What is needed: Leave out any pictures and transcribe all other data below exactly.

Dataset rows on where objects appear:
** Begin **
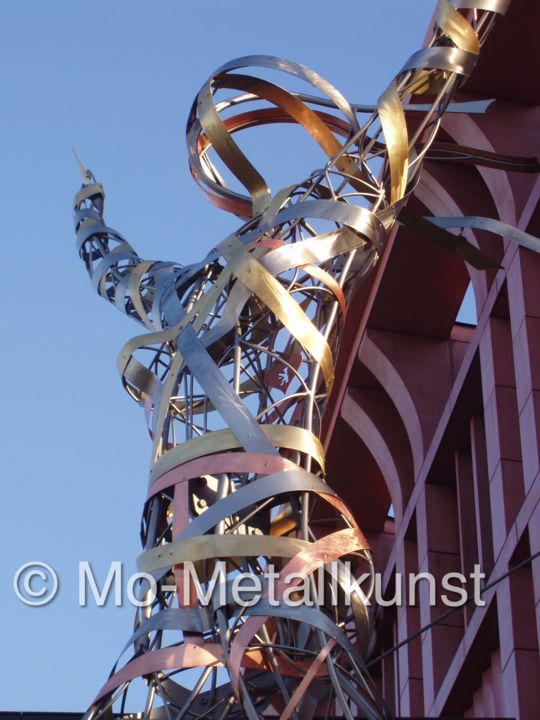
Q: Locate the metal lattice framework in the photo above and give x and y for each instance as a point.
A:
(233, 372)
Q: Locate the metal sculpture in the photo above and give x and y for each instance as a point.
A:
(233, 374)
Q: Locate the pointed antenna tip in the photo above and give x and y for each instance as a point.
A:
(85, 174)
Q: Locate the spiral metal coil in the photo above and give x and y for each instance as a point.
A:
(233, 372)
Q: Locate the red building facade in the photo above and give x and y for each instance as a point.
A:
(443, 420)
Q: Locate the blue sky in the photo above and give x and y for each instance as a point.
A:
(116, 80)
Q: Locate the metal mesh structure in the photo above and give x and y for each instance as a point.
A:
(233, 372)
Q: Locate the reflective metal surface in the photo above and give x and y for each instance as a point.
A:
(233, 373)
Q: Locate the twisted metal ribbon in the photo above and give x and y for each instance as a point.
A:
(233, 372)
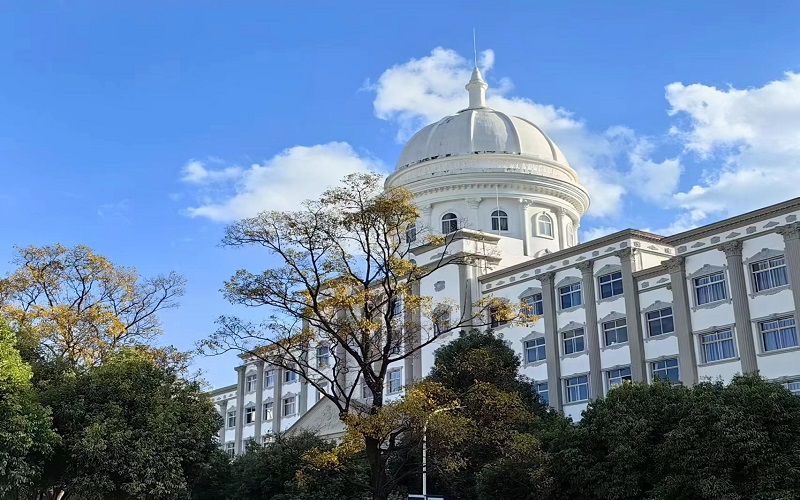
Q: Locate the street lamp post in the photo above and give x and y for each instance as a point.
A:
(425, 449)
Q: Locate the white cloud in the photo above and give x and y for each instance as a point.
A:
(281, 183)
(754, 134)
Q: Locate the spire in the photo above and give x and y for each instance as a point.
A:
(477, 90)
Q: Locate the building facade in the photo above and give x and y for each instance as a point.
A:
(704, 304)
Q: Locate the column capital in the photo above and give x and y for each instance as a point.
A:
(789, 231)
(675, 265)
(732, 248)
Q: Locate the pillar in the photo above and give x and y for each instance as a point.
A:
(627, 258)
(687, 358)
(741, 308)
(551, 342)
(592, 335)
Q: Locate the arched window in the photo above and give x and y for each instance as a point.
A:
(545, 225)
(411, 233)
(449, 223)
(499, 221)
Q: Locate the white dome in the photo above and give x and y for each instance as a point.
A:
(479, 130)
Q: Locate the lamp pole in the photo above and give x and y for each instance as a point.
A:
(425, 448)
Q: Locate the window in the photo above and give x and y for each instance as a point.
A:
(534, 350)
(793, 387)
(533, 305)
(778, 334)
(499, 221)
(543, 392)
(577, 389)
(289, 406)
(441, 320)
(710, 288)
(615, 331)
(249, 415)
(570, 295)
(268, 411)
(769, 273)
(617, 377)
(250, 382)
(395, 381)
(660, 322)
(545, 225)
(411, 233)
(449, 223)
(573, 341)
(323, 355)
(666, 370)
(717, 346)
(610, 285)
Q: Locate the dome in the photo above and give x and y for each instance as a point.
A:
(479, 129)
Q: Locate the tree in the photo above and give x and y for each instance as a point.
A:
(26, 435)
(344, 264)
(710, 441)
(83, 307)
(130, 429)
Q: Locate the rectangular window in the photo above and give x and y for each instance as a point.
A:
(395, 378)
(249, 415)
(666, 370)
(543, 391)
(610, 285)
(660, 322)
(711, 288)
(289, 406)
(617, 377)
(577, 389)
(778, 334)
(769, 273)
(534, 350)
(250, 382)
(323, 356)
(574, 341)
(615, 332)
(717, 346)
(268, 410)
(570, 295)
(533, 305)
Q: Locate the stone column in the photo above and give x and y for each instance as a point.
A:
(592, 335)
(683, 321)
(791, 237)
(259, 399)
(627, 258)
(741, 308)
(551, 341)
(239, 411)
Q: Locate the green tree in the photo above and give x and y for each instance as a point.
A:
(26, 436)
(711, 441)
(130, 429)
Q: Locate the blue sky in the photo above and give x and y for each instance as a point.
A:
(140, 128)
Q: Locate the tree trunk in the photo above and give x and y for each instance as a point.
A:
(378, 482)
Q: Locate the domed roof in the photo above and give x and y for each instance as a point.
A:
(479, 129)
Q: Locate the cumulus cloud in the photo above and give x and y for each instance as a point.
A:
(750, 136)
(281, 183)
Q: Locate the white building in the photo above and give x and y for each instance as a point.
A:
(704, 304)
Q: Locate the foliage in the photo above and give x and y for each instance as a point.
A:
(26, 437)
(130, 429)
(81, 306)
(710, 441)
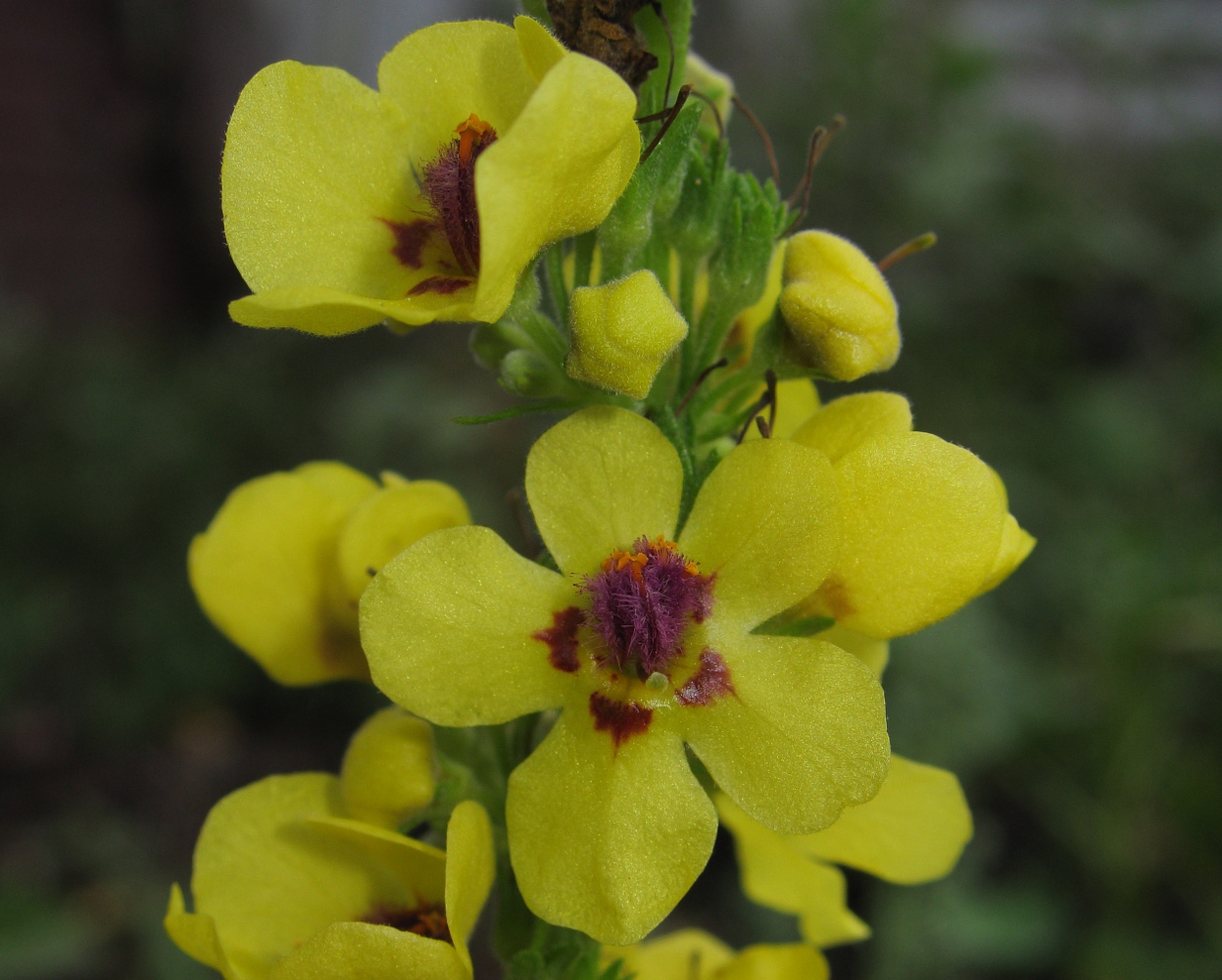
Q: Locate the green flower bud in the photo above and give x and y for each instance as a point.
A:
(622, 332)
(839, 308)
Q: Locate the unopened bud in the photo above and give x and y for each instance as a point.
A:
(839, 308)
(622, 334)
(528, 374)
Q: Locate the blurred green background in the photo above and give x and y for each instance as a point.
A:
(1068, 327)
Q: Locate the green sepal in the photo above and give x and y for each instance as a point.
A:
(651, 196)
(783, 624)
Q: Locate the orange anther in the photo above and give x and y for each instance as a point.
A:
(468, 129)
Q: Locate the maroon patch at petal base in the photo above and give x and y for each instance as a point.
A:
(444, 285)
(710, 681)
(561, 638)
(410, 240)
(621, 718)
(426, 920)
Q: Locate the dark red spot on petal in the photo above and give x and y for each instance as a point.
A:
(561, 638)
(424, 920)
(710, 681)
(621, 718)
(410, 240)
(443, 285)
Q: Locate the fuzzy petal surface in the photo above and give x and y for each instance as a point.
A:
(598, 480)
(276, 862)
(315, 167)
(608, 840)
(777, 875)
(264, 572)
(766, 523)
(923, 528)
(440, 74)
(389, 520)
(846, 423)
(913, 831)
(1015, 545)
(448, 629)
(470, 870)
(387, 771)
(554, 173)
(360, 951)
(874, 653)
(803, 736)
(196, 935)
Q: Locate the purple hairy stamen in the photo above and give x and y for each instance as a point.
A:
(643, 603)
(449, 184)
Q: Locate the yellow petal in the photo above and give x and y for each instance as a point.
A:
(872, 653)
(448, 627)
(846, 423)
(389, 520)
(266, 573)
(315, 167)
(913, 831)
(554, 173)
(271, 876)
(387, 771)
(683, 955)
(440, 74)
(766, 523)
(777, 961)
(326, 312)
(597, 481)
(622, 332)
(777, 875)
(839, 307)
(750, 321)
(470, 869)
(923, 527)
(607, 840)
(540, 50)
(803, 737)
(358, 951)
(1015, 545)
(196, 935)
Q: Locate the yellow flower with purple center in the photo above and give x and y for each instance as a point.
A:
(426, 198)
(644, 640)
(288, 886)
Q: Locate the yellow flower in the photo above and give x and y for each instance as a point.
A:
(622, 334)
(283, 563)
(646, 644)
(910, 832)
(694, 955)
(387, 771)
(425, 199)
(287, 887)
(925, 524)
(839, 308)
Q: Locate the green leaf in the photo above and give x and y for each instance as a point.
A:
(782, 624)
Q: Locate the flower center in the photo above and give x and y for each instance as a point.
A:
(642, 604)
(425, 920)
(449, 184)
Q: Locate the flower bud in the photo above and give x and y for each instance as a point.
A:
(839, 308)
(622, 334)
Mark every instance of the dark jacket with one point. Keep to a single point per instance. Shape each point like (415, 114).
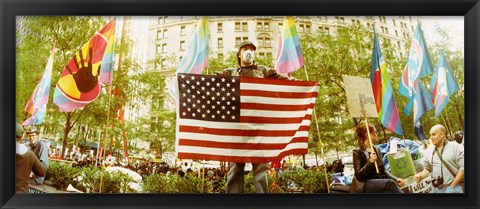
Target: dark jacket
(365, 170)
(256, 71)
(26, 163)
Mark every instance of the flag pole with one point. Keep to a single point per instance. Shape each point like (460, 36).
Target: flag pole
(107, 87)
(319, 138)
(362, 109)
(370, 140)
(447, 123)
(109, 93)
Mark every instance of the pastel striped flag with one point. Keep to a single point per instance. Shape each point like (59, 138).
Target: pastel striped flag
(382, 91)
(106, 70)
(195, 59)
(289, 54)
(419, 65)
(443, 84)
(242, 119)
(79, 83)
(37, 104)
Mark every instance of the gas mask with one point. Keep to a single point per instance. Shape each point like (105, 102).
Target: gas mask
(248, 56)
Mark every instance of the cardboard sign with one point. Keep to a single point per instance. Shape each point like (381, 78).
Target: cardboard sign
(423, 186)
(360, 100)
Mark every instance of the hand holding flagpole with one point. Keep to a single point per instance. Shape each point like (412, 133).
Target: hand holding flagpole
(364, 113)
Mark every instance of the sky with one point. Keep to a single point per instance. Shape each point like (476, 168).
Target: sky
** End **
Response to this exercise:
Q: Locate the metal lattice framework in the photo above and give x and y for each instance as a point.
A:
(233, 372)
Q: Locate the metal sculpture in the photo above and give x and y for each instance as a point.
A:
(233, 374)
Q: Locate the pointed antenna tip in the photo above and give x and y for each instance as a point.
A:
(85, 174)
Q: Locate the spiral metal coil in the photo above and give x and y for each instance as a point.
A:
(233, 372)
Q: Locate the red building facade in the photo above and give x and y for each instance as a point.
A:
(443, 420)
Q: Locate the blue sky in the photo above and give x and y for each instance as a point.
A:
(116, 80)
Q: Locate the metal mesh structure in the photo above and give x and y for each instance as a point.
A:
(233, 372)
Q: Locate the reflective metal surface in the photo above and give x and y for each instance as a point.
A:
(233, 373)
Q: Locate the twisted metal ribbon in the photo above and give x and y for each instance as a point.
A:
(233, 372)
Q: Locate the street lamp post in the photo above and give x and y for each instance as a point.
A:
(425, 449)
Q: Locate the white cloud in the photo above and give x and y for each instance as a point.
A:
(281, 183)
(754, 134)
Q: Locate the spire in the photo above and give x and y for each instance as a point.
A:
(477, 90)
Q: Locate the building facade in the photo above and give x and y for each instance as a point.
A:
(704, 304)
Q: Locate the column capital in the photo above and give x and y for each instance as a point.
A:
(789, 231)
(675, 265)
(732, 248)
Q: Locate the pillar in the photo above and give x and y for each instance as a point.
A:
(627, 258)
(687, 358)
(741, 308)
(551, 342)
(592, 335)
Q: Locate the arched window in the photo above and give x and y for each instance as a point.
A:
(545, 225)
(411, 233)
(449, 223)
(499, 221)
Q: Locate the white dome in the photo above and give x and y for each instance as a point.
A:
(479, 130)
Q: Locate the lamp pole in the photo above and give x and y for each instance as a point.
A:
(425, 448)
Q: Locate the window in the photo above and give x and y for each instance as a point.
A:
(534, 350)
(793, 387)
(533, 305)
(778, 334)
(499, 221)
(543, 392)
(577, 389)
(289, 406)
(441, 320)
(710, 288)
(615, 331)
(249, 415)
(570, 295)
(268, 411)
(769, 273)
(617, 377)
(250, 382)
(395, 381)
(660, 322)
(545, 225)
(411, 233)
(449, 223)
(573, 341)
(323, 355)
(666, 370)
(717, 346)
(610, 285)
Q: Locate the dome in the photo above and give x and y for each instance as a point.
A:
(479, 129)
Q: Locate the tree in the photo above and give x and y for each instance as a point.
A:
(26, 435)
(344, 264)
(710, 441)
(83, 307)
(130, 429)
Q: Locate the rectangular window in the photo above and give x and y for each instance as a point.
A:
(395, 378)
(249, 415)
(666, 370)
(543, 391)
(610, 285)
(660, 322)
(711, 288)
(289, 406)
(617, 377)
(577, 389)
(778, 334)
(769, 273)
(534, 350)
(250, 382)
(323, 356)
(574, 341)
(615, 332)
(717, 346)
(268, 410)
(570, 295)
(533, 305)
Q: Locate the stone column in the photo above and give x and y for each instance as a point.
A:
(592, 335)
(683, 321)
(791, 237)
(259, 399)
(627, 258)
(741, 308)
(551, 341)
(239, 411)
Q: Locate the green tree in the photo above and give x and y for each instance as a point.
A:
(26, 436)
(711, 441)
(130, 429)
Q: Locate the blue sky in the photo above and give x and y for each instance as a point.
A:
(140, 128)
Q: Locate the tree trunk in the photo above and give x and y for each instance as a point.
A:
(378, 482)
Q: Locate the domed roof in the photo above and give x and y for each instance as a point.
A:
(479, 129)
Q: Locate the cumulus cloud in the photo above and give x and y for each instance as a point.
A:
(750, 136)
(281, 183)
Q: Locate the white building in the photo above and give x and y for each instance as a point.
A:
(704, 304)
Q: Locate the foliage in the photo above and give x and y for each instance as a point.
A:
(26, 437)
(130, 429)
(81, 306)
(710, 441)
Q: Locate the green flower bud in the photo above and give x and y for each instance as a point.
A:
(622, 332)
(839, 308)
Q: Locate the unopened bud in the photo above and give x and y for each instance as a point.
A:
(839, 308)
(622, 334)
(528, 374)
Q: Locate the blurred green background in the photo above and give x and y for each instance as a point.
A:
(1068, 327)
Q: Locate the green sepal in the photo above and give x and y for each instance as a point.
A:
(651, 196)
(783, 624)
Q: Locate the orange anther in the photo above and give x and y for each instance as a point.
A:
(468, 129)
Q: Locate the maroon patch at petal base in the photo above and give x and y for each instance as a point.
A:
(444, 285)
(710, 681)
(561, 638)
(410, 240)
(621, 718)
(426, 920)
Q: Locate the dark red spot on petal in the photo above and give x and y for each instance as a point.
A:
(561, 638)
(424, 920)
(710, 681)
(621, 718)
(410, 240)
(443, 285)
Q: Locate the fuzzy petal surface in the photo above and give x and y for each instance as a point.
A:
(598, 480)
(276, 862)
(315, 167)
(608, 840)
(777, 875)
(264, 572)
(766, 523)
(923, 528)
(440, 74)
(389, 520)
(846, 423)
(913, 831)
(1015, 545)
(448, 629)
(470, 870)
(387, 771)
(554, 173)
(360, 951)
(874, 653)
(803, 736)
(196, 935)
Q: Locate the purple hairy stamen in the photo above and give x and y for each instance as a point.
A:
(643, 603)
(449, 184)
Q: Locate the yellow petal in the photo above and give x and y for each instance as a point.
A:
(872, 653)
(448, 627)
(846, 423)
(389, 520)
(266, 573)
(315, 167)
(913, 831)
(554, 173)
(271, 876)
(387, 771)
(683, 955)
(440, 74)
(766, 523)
(777, 961)
(326, 312)
(597, 481)
(622, 332)
(777, 875)
(839, 307)
(750, 321)
(470, 869)
(923, 527)
(607, 840)
(540, 50)
(803, 737)
(358, 951)
(1015, 545)
(196, 935)
Q: Locate the yellow flower with purple center in the photo above and give x and y for each instance as a point.
A:
(426, 198)
(644, 640)
(288, 886)
Q: Locate the yellow flower in the photo above and give x and y for each instance as a point.
A:
(622, 334)
(283, 563)
(646, 644)
(910, 832)
(694, 955)
(387, 771)
(425, 199)
(287, 887)
(925, 524)
(839, 308)
Q: Locate the green leaf in the photo above and give x and y for each instance as a point.
A:
(782, 624)
Q: Locate the flower center in the photo above and give x and y for each instance as a point.
A:
(642, 604)
(425, 920)
(449, 184)
Q: Locate the flower bud in the photo above and give x and y for each instance as a point.
A:
(839, 308)
(622, 334)
Mark every instance of the dark jacket with one point. Keep to a single point per instance. Shape each point like (415, 114).
Target: dark jacket
(365, 170)
(256, 71)
(26, 163)
Mark every instance of the flag pole with one point. Keep to a single point per instance. Shape each point like (460, 36).
Target: flag pole
(107, 87)
(319, 138)
(362, 109)
(370, 140)
(447, 123)
(109, 93)
Mark every instance of the pastel striped flag with one point. Keep to a single point per instance. Shape each point like (59, 138).
Target: pastel striped flag
(382, 91)
(106, 70)
(195, 59)
(289, 54)
(419, 65)
(443, 84)
(242, 119)
(79, 83)
(37, 104)
Mark every instance of the gas mask with one point. Keep to a single point per instance. Shape each point like (105, 102).
Target: gas mask
(248, 56)
Mark every instance of the cardboard sign with one point. Keep to a single point per instance. Shape each point like (381, 78).
Target: cardboard sign
(423, 186)
(360, 100)
Mark every instance of the hand holding flagpole with one point. Keep to a single point per instance. Shape each point like (412, 133).
Target: hand holding flagpole
(364, 113)
Mark every instance of the sky with one point. Keep to a single point per instance. Shape each point like (476, 168).
Target: sky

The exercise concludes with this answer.